> _YOUR OBJECTIVE_
Repeat the entries shown below with every word and mark intact.

> _DATASET ENTRIES_
########

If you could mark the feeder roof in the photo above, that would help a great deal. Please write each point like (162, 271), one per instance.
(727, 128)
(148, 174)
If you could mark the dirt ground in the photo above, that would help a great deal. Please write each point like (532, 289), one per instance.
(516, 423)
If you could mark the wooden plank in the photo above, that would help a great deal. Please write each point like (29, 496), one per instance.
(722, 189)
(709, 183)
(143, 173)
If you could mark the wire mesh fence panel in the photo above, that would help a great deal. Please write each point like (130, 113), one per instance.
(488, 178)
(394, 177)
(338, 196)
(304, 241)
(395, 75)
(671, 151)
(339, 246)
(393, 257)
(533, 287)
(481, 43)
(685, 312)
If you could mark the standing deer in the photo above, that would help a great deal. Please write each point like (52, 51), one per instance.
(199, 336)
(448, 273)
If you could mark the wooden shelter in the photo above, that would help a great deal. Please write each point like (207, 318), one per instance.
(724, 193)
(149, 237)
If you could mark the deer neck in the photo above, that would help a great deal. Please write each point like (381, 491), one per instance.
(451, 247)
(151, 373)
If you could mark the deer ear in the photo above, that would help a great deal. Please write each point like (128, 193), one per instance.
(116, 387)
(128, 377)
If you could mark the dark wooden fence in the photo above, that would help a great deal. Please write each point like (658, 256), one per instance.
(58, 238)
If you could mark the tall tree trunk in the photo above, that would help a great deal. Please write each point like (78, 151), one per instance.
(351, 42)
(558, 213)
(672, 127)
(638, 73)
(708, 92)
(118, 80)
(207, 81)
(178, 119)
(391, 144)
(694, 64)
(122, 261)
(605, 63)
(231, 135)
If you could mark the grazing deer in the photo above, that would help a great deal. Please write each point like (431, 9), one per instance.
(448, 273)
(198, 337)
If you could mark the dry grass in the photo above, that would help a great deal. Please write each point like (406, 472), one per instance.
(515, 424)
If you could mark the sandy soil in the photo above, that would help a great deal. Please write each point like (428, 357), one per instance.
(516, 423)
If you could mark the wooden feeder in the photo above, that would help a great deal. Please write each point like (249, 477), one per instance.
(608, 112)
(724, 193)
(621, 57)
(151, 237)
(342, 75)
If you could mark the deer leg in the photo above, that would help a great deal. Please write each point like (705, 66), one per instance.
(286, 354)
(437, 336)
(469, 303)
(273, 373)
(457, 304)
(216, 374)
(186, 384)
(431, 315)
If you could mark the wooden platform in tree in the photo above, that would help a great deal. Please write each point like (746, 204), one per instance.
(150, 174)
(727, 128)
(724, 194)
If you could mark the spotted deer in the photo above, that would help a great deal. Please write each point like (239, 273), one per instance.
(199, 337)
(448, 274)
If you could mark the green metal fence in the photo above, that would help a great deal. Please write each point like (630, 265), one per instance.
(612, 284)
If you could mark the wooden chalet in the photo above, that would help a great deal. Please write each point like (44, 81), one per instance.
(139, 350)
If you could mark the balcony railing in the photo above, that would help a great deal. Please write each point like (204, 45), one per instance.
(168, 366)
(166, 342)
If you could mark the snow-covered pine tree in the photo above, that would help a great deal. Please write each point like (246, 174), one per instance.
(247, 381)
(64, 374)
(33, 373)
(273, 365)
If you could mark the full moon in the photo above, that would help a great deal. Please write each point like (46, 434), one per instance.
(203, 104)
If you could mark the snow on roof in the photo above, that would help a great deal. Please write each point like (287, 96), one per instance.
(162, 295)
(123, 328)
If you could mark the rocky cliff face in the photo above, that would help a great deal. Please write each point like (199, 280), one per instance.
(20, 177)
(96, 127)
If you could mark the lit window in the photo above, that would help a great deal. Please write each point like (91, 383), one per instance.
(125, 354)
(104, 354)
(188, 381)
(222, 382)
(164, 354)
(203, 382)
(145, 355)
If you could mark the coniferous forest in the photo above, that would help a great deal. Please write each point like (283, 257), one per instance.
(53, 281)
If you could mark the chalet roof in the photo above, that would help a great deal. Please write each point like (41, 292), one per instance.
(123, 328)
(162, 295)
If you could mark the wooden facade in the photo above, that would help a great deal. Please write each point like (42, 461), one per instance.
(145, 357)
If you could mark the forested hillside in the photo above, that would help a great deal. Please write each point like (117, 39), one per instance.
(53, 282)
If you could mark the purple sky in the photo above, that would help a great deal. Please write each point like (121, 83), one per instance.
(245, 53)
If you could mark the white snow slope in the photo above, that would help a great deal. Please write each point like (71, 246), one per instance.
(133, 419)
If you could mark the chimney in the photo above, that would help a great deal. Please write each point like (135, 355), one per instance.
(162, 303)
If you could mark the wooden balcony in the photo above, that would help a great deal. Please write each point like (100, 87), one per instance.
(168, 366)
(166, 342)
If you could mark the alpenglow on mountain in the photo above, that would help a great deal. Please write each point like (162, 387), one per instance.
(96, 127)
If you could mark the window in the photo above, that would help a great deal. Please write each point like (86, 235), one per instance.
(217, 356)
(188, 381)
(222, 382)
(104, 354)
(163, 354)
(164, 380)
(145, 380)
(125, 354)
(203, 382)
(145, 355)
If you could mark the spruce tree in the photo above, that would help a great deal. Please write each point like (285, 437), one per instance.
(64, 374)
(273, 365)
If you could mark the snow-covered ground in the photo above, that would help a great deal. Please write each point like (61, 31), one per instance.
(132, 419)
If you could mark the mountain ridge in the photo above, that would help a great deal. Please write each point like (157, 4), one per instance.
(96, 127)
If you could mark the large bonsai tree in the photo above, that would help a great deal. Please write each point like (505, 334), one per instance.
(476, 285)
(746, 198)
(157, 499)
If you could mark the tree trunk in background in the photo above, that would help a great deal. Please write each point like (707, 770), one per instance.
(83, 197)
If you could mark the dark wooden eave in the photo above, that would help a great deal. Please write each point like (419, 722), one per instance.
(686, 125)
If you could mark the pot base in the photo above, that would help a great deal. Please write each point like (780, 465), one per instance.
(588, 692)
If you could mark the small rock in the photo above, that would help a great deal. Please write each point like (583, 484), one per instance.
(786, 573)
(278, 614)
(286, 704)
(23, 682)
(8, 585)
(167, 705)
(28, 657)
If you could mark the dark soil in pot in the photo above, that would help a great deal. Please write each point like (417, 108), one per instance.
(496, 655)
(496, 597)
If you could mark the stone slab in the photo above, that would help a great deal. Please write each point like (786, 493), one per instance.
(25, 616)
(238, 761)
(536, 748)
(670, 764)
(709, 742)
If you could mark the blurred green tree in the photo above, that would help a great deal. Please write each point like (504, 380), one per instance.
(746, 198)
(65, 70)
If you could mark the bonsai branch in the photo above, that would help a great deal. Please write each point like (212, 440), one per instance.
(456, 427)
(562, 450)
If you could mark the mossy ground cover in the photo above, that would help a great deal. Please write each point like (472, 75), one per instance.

########

> _RESPONSE_
If you could mark the feeder roof in the photo above, that would help a great deal. Please write each point like (162, 271), one per instance.
(727, 128)
(148, 174)
If you could mark the dirt ground in the photo above, that would help a great deal. Please write each point like (532, 289), one per instance.
(516, 423)
If you could mark the wooden plank in the photo above, that would help a great deal. Please write each point like (29, 496), one per instance.
(722, 189)
(709, 183)
(143, 173)
If you could mark the wire mesh fence panel in the photo above, that would help a great deal. Please write each point like (130, 113), one per instance.
(488, 178)
(394, 177)
(338, 196)
(304, 241)
(395, 75)
(671, 151)
(339, 246)
(393, 257)
(533, 287)
(481, 43)
(685, 312)
If you could mark the standing deer in the photo above, that would help a great deal. Please write each point like (52, 51), one per instance.
(199, 336)
(448, 273)
If you could mark the wooden shelter in the photo above, that would help a great deal. Please write each point like (207, 318), one per instance.
(724, 193)
(149, 237)
If you could mark the deer neck in the photo above, that would help a great deal. Please write each point like (381, 491), one per instance.
(451, 247)
(151, 373)
If you could mark the deer ear in the photo above, that would help a great deal. Please write each point like (128, 193), one per instance.
(116, 387)
(128, 377)
If you could mark the dark wooden fence in the photo above, that would help a great deal. Please write each point like (658, 256), one per instance.
(58, 238)
If you could mark the tall tree trunk in the photo above, that would help a great deal. Please write each point like (78, 151), one per instance.
(351, 42)
(558, 213)
(672, 127)
(638, 73)
(708, 92)
(118, 80)
(207, 81)
(178, 119)
(391, 144)
(694, 64)
(122, 261)
(605, 63)
(231, 135)
If you could mark the grazing deer in the photo above, that would help a great deal. Please write each point like (431, 9), one per instance.
(448, 273)
(198, 337)
If you could mark the dry grass in the photo above, that would help a great deal. Please write each point like (406, 472), one per instance.
(515, 424)
If you could mark the sandy soil in the photo above, that would help a great deal. Please write each point like (428, 357), one per instance.
(516, 423)
If you could mark the wooden feeder in the photo above, that would help a great deal. Please write each point like (249, 477), one per instance.
(608, 112)
(724, 193)
(621, 57)
(151, 237)
(342, 75)
If you could mark the deer leg in the photo above, that would help a great deal. Please write each point like (705, 66), one per instance.
(286, 354)
(437, 336)
(469, 303)
(273, 373)
(457, 304)
(216, 374)
(186, 384)
(431, 315)
If you could mark the wooden platform in tree in the photo above, that would help a great deal. Please write each point like (746, 204), one per instance.
(150, 174)
(727, 128)
(724, 194)
If you could mark the spotted deer in the photo above, that would help a great deal. Please write each point like (239, 273), one per instance.
(199, 337)
(448, 274)
If you could mark the green metal fence in the photo above, that would help a great deal. Please write each point like (630, 265), one per instance.
(612, 284)
If you could mark the wooden chalet in the photo above, that would help a great deal. Please write each point like (44, 81), one per instance.
(139, 350)
If you could mark the balcony railing in the photo above, that would help a great deal. Please write each point like (204, 45), one per instance.
(168, 366)
(166, 342)
If you could mark the snow-covered pine tree in the photo above, that would help a great deal. Please write each point like (246, 174), one per instance.
(247, 381)
(64, 374)
(33, 373)
(273, 365)
If you could mark the full moon in the photo above, that would help a great deal. Please write each point like (46, 434), one per instance.
(203, 104)
If you could mark the snow on roof in the photo above, that would help a great deal. Please write each point like (287, 96), one per instance.
(162, 295)
(123, 328)
If you could mark the rocky cliff face in the photo above, that would help a great deal. Please write each point like (199, 280), one per instance.
(20, 177)
(96, 127)
If you could mark the lit window in the photo above, that would help a great deal. Please write each point like (91, 383), one per instance.
(125, 354)
(104, 354)
(188, 381)
(222, 382)
(164, 354)
(203, 382)
(145, 355)
If you could mark the coniferous forest in the photo above, that would help a great deal. Please write each point like (283, 257), one per instance.
(53, 281)
If you could mark the chalet roof in the photo above, that would help a great deal. Please write each point like (41, 292), one per instance.
(123, 328)
(162, 295)
If you could mark the wooden facade in the photo above, that would help a great deal. Please write each point like (42, 461), one per instance.
(145, 357)
If you could mark the forested hillside in the photo above, that would help a great deal. Please write each point like (117, 39), one per instance.
(53, 282)
If you could mark the purple sky in the photo above, that would help a great deal. Please write each point like (121, 83), one per instance.
(245, 53)
If you could mark the white snow slope in the photo above, that would help a great deal. Please write each point like (71, 246), one per instance.
(133, 419)
If you could mark the chimney in the photo above, that would help a great deal. Please write each point like (135, 355), one per instance.
(162, 303)
If you could mark the wooden balcony in the photo above, that would help a great deal. Please write each point like (100, 87), one per instance.
(168, 366)
(166, 342)
If you could mark the alpenglow on mountain in the photo above, that would help a great deal. Please write each point like (162, 387), one per instance.
(96, 127)
If you could mark the window in the photo above, that would help a great deal. Please write each point like (86, 235), one per instance.
(217, 356)
(188, 381)
(222, 382)
(104, 354)
(163, 354)
(164, 380)
(145, 380)
(125, 354)
(203, 382)
(145, 355)
If you could mark the spruce tree in the photo above, that would help a great deal. Please write each point like (285, 437), one per instance.
(64, 374)
(273, 365)
If you could mark the snow-covered ground in the photo above, that would help a great deal. Please write each point like (61, 31), one per instance.
(132, 419)
If you could mark the mountain ridge in the photo above, that would help a great deal. Please write each point like (157, 4), one per instance.
(96, 127)
If you could mark the large bonsai tree in the photo above, that would help a great deal. Please write each point like (505, 334), one per instance.
(476, 285)
(746, 198)
(157, 499)
If you could mark the tree trunk in background in the photo above, that would help a great deal. Please write each point like (707, 770), one per instance.
(83, 197)
If you could mark the dark wooden eave in the photo above, that would help a great deal. Please write each point like (419, 722), one per instance.
(686, 125)
If you could mark the pot base in the photo above, that would help a great deal. Please write each point like (780, 465), one per instance.
(588, 692)
If you could mark the small rock in the photo above, that would help a great deal. Please write each point like (583, 484), one per instance.
(786, 573)
(278, 614)
(286, 704)
(23, 682)
(8, 585)
(167, 705)
(28, 657)
If you could mark the dark soil in pot in the photo above, that would help a great deal. Please write each point like (417, 108), one per instance.
(496, 655)
(496, 597)
If you could mark the stone slab in the photo above, that would help a great deal. Please write each point like (786, 493), one per instance.
(25, 616)
(238, 761)
(536, 748)
(670, 764)
(709, 742)
If you could mark the blurred green tree in the photo above, that would help a great deal. Please write each point like (504, 380), one per instance.
(746, 198)
(65, 70)
If you could mark the bonsai branch in the photo above, that would help a great deal. Please write each point like (212, 440), one per instance.
(456, 427)
(562, 450)
If you could mark the mossy ground cover in the photo above, that would help a great deal. Please write each point like (472, 75), one per instance.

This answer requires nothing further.